> _DIRECTION_:
Reproduce only the stretch from the line containing "Reviewer note: confirm that every instance of the white van" through the end of the records, requests included. Scale every x and y coordinate in the answers by 0.95, and round each result to a whole number, with halves rounded up.

> _RECORDS SHOWN_:

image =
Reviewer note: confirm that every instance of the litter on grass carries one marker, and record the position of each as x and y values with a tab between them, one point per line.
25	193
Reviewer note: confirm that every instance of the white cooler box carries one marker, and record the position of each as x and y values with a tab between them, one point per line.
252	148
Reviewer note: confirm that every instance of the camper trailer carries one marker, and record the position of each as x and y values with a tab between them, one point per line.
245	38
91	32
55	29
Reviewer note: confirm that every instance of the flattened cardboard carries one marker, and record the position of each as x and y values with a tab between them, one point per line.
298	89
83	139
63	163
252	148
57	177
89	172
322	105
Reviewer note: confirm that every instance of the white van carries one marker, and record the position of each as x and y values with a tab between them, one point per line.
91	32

> _CORRECT RESULT_:
Reviewer note: confirm that every instance of the white van carries one marker, and record the position of each as x and y values with a tab between them, one point per line.
86	30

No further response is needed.